--- Instructions to follow ---
For this exercise, copy each line of the records that contains the word "below".

════════════════════

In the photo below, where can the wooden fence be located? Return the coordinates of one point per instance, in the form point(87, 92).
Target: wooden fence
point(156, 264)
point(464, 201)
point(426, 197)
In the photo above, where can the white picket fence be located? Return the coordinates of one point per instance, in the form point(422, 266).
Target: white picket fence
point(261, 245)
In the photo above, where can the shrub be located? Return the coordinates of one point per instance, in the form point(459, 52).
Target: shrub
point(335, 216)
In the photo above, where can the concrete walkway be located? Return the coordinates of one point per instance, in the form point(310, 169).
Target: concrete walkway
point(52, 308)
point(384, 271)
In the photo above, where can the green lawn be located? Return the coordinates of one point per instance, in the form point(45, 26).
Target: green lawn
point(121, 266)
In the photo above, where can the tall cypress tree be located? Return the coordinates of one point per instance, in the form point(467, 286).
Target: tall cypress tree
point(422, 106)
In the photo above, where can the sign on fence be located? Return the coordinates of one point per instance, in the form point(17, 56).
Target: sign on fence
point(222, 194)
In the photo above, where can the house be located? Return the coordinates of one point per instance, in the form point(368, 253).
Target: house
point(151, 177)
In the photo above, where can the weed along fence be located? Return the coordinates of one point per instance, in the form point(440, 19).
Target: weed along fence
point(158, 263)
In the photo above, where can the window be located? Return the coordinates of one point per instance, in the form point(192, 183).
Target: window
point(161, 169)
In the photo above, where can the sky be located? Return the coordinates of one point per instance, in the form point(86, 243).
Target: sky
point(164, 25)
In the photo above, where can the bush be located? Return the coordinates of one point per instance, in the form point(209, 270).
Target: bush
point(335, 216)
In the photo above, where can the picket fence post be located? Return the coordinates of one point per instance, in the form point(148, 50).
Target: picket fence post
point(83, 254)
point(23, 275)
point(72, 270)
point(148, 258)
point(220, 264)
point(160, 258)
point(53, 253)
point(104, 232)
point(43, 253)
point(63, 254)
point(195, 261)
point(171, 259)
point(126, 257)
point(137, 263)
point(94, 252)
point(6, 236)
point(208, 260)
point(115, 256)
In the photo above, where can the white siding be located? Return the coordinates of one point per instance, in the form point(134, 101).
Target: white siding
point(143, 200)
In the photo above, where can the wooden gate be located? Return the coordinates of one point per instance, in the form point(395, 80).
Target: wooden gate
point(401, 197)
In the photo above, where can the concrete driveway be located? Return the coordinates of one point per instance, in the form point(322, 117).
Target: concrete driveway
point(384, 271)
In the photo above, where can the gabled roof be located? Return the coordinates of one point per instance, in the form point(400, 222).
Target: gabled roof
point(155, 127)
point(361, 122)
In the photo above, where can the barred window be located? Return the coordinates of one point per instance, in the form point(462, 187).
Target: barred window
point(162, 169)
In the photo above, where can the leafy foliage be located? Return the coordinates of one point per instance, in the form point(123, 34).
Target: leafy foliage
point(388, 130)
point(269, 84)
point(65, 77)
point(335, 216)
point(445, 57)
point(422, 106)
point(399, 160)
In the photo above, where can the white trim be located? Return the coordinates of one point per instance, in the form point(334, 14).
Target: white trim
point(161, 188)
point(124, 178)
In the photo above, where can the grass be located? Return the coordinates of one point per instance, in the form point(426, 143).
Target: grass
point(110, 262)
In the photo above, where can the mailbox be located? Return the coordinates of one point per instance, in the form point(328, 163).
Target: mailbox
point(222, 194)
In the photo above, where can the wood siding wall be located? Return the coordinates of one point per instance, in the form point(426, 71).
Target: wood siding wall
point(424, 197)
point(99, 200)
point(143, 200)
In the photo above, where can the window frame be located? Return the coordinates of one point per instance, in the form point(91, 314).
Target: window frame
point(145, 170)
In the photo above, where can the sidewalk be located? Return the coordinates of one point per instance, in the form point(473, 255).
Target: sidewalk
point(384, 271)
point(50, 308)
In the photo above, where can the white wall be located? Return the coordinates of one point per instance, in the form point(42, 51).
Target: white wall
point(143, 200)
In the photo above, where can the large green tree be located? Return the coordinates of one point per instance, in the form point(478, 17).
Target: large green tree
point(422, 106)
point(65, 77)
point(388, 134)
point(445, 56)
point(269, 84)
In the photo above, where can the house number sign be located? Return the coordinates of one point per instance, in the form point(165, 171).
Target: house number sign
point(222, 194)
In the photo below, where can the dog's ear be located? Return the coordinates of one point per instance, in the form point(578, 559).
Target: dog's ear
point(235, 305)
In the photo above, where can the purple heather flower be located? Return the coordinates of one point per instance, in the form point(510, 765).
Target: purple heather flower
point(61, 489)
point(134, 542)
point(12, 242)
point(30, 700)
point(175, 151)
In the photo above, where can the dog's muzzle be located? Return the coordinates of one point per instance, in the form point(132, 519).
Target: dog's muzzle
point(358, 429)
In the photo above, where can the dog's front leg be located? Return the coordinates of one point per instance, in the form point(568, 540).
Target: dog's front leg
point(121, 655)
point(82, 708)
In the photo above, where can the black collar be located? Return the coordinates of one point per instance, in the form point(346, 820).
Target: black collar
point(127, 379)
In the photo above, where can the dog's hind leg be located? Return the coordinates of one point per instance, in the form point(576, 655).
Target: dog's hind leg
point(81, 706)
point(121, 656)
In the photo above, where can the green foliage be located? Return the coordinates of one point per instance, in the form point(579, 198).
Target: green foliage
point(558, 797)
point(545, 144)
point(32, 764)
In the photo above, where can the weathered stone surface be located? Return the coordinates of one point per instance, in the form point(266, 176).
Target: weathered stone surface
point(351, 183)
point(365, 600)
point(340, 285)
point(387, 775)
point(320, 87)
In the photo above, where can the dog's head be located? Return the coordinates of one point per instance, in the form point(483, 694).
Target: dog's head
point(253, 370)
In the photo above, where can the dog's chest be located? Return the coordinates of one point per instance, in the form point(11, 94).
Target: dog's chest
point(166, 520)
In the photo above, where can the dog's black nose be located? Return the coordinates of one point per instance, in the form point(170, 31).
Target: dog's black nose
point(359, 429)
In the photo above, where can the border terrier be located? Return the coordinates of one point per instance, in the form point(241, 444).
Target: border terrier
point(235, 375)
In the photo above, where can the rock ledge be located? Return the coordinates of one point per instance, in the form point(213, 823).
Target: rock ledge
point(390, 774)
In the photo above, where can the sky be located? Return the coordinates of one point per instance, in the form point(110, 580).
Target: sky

════════════════════

--- Task solution ---
In the photo below, where can the wooden fence be located? Return the coordinates of one point per instance, in the form point(87, 92).
In the photo below, where can the dog's ear be located? Return the coordinates of one point per instance, in the form point(578, 559).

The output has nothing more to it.